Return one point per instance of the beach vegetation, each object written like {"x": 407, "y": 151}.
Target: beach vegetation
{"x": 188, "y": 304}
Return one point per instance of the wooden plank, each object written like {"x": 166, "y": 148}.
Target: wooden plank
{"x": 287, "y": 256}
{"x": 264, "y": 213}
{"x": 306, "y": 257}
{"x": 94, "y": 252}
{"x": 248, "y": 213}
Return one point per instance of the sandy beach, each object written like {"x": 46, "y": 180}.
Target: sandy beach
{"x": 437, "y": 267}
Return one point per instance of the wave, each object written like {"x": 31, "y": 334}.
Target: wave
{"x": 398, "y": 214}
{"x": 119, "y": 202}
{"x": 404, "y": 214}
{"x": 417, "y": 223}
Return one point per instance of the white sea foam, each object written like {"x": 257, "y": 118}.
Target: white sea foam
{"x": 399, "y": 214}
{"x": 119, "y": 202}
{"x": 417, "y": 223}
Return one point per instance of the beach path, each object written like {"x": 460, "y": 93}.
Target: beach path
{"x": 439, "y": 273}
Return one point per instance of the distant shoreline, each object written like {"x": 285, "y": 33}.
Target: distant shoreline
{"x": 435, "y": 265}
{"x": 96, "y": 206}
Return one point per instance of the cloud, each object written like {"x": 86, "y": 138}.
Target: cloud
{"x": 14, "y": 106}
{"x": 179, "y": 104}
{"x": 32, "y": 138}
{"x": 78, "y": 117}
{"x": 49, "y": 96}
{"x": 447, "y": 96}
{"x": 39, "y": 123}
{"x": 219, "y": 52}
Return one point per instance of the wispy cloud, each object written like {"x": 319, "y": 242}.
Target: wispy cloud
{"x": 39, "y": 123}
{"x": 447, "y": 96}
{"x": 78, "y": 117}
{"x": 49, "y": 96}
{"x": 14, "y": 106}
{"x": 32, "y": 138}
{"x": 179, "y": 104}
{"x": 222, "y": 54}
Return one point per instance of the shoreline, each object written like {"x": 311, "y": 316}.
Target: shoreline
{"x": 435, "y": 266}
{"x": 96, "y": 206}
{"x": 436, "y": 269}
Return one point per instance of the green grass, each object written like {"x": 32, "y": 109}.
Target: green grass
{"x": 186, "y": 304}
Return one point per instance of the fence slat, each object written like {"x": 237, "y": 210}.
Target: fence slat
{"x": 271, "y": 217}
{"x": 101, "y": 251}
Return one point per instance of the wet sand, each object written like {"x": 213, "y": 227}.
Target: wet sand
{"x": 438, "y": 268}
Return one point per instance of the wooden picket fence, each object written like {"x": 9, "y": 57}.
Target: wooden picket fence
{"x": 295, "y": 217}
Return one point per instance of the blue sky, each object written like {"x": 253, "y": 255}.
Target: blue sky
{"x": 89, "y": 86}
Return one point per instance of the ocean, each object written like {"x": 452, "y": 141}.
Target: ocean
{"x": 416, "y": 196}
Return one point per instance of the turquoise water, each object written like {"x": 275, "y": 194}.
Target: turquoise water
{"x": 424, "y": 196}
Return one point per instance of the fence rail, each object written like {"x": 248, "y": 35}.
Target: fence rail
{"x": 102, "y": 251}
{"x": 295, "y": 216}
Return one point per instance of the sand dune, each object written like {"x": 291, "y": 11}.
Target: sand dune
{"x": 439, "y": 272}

▬▬▬▬▬▬

The task - Output the lines above between the one holding "Return one point per instance of the shoreline, each" and the one holding "Return one point per instance of the fence slat, each", inclusive, with nothing before or after them.

Task response -
Return one point per instance of the shoreline, each object written like {"x": 311, "y": 316}.
Target: shoreline
{"x": 435, "y": 266}
{"x": 96, "y": 206}
{"x": 436, "y": 269}
Return one point per instance of the green grass, each object written like {"x": 32, "y": 109}.
Target: green grass
{"x": 186, "y": 304}
Return one point per instance of the fence slat, each object written like {"x": 237, "y": 210}.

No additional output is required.